:: SOURCE PASSAGE ::

(2013-01-26, 01:25)popcornmix Wrote: (2013-01-26, 00:58)tfft Wrote: I read that the gpu_mem is assigned in 8MB steps so we're talking 96 or 104, right ? And in passing, the default is 128 - so why would assigning the GPU _less_ memory improve things as I'm guessing the GPU is what requires more resources compared to the CPU, no ?
I believe gpu_mem works down to 1MB steps.
The memory failure is on ARM side, so giving the GPU less memory is the right solution.
@
popcornmix, thanks for the heads-up -- indeed setting gpu_mem to 96 has stopped the freezing and GUI reset which is a huge plus :-) With regard to the step size, according to
this Wikipedia article it says the following,
[gpu_mem=xx] dynamically assign an amount of RAM (from 16 to 256MB in 8MB steps) to the GPU
Regarding
cachemembuffersize, a few questions,
1. I'm assuming this taps into the 256MB RAM memory, right ? If so whose allotment - the GPU's, CPU's ?

:::
:: STORED ROWS ::

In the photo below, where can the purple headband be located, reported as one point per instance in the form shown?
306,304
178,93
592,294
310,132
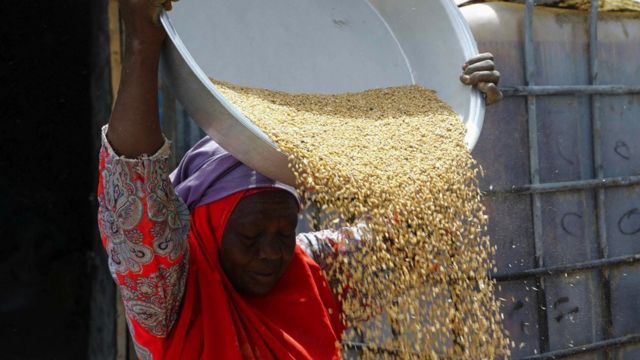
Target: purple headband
208,173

:::

**WHAT THIS EXERCISE ASKS:**
A) Rewrite the stretch of the forum exchange from "The memory failure" through "GPU's, CPU's ?", replacing "freezing" with "lockups".
B) In the forum exchange, why is giving the GPU less memory called the right solution?
C) Summarize the forum exchange in two sentences.

**ANSWERS FOR THE EXERCISE:**
A)
The memory failure is on ARM side, so giving the GPU less memory is the right solution.
@
popcornmix, thanks for the heads-up -- indeed setting gpu_mem to 96 has stopped the lockups and GUI reset which is a huge plus :-) With regard to the step size, according to
this Wikipedia article it says the following,
[gpu_mem=xx] dynamically assign an amount of RAM (from 16 to 256MB in 8MB steps) to the GPU
Regarding
cachemembuffersize, a few questions,
1. I'm assuming this taps into the 256MB RAM memory, right ? If so whose allotment - the GPU's, CPU's ?

B) The memory failure is on the ARM side, not the GPU side, so giving the GPU less memory is the right solution.

C) One poster asks why giving the GPU less than the default 128MB of memory would help, and popcornmix replies that the memory failure is on the ARM side, so less GPU memory is the right solution. The poster reports that setting gpu_mem to 96 stopped the freezing and GUI reset, cites a Wikipedia article saying the memory is assigned in 8MB steps, and starts asking questions about cachemembuffersize.